TASK REQUIREMENTS
Print the data below verbatim, from the line containing "My manager asked me to get bounding boxes for every green" through the line containing "[0,267,173,343]", and nothing more.

SUPPLIED MATERIAL

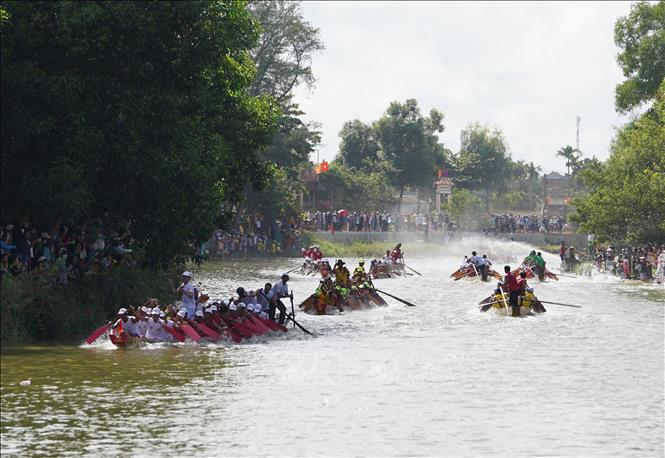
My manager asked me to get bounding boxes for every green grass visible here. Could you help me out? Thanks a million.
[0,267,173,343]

...

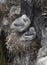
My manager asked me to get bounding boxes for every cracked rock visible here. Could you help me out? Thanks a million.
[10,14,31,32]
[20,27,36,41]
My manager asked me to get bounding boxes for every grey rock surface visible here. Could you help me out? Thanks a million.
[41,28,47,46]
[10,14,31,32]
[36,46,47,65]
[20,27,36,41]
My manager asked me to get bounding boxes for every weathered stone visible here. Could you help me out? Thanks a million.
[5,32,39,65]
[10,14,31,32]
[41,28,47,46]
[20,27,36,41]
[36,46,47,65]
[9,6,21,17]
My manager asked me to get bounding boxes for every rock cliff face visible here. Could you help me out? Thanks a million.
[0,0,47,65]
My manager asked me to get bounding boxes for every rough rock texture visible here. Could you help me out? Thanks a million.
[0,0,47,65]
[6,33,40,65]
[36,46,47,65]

TASK SOLUTION
My manager asked me to get bounding boxes for every green grass visible here. Could you help me out? Thanks a million.
[0,267,173,343]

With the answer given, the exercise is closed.